## DATA LINES
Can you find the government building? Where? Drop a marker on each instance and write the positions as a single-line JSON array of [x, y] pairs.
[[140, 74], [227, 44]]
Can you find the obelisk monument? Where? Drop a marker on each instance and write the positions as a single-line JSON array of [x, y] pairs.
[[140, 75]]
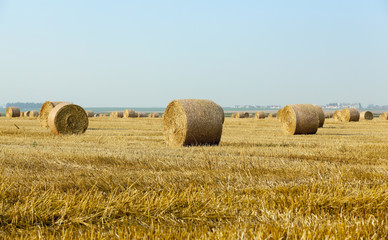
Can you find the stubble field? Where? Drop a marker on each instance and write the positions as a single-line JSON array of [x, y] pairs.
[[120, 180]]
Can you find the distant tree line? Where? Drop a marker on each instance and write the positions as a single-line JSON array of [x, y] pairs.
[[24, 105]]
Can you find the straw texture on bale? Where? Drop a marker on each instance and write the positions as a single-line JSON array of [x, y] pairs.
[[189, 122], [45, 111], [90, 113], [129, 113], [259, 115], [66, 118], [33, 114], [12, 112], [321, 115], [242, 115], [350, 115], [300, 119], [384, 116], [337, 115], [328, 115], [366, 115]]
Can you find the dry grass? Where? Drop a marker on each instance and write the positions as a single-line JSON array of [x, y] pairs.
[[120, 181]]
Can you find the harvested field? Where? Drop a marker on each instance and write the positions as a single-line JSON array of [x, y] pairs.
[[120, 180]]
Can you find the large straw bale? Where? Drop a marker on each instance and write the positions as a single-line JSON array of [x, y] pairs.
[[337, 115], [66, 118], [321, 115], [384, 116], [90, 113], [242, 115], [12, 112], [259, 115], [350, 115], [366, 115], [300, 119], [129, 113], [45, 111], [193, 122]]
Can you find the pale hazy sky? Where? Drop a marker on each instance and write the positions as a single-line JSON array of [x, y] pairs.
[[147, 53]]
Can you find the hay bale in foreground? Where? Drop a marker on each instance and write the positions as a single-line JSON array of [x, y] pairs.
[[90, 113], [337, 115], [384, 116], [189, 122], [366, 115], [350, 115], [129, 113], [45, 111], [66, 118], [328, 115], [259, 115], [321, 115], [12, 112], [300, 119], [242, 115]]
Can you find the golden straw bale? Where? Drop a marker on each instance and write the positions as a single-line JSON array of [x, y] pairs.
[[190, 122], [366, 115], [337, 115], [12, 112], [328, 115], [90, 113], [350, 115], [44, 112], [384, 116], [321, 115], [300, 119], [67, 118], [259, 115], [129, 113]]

## GIVEN EXERCISE
Can you copy out all of the material above word for word, leaving out the picture?

## OUTPUT BELOW
Can you find the government building? Where? Drop a marker on each instance and write the positions as a single-line JSON array of [x, y] pairs.
[[140, 74], [227, 44]]
Can you find the obelisk monument? Where? Drop a marker on each instance and write the positions as a single-line JSON array of [x, y] pairs.
[[140, 75]]
Can you find the stubble field? Where? Drop a marker on each instance and write the positions as a single-line JSON array of [x, y] pairs.
[[120, 180]]
Can you find the distant tree line? Where? Drop a marker on each instance and write the positions as a single-line JSON array of [x, y] pairs.
[[24, 105]]
Can you find the straw texture on bale? Where? Drop a marker on each instance and write the positions as a single-line JSON array of [x, y] pairs.
[[189, 122], [45, 111], [90, 113], [129, 113], [259, 115], [66, 118], [33, 114], [12, 112], [321, 115], [242, 115], [350, 115], [300, 119], [384, 116], [337, 115], [328, 115], [366, 115]]
Can you find the dry grass? Where? Drop a marker on each instance and write the positions as a single-line JSON array of [x, y] pairs.
[[120, 181]]
Can you find the harvested field? Where? Drop a marker on each instance and write the positions as a single-line JSON array of [x, y] pairs.
[[120, 180]]
Can you find the large straw bale? Where? Drop a marker on each instance and write the positions as a single-line JSON array of [x, y] pairs.
[[337, 115], [66, 118], [321, 115], [384, 116], [90, 113], [242, 115], [12, 112], [259, 115], [350, 115], [366, 115], [300, 119], [129, 113], [45, 111], [193, 122]]
Can you find the pale hazy sky? Where? Drop a marker on each instance and write the positions as a single-line JSON array of [x, y] pairs.
[[147, 53]]
Can you find the hay bale in foreground? Where? Drop a marker on each instance and write the positions as a single-line JSON array of [x, y] pairs.
[[90, 113], [337, 115], [384, 116], [189, 122], [366, 115], [350, 115], [129, 113], [45, 111], [66, 118], [328, 115], [259, 115], [321, 115], [12, 112], [300, 119], [242, 115]]
Can you find the golden straw bale? Where? Drop a marker on each instance and write the positions as a single-line JSON array of [x, y] pairs.
[[190, 122], [366, 115], [337, 115], [12, 112], [328, 115], [90, 113], [350, 115], [44, 112], [384, 116], [321, 115], [300, 119], [67, 118], [259, 115], [129, 113]]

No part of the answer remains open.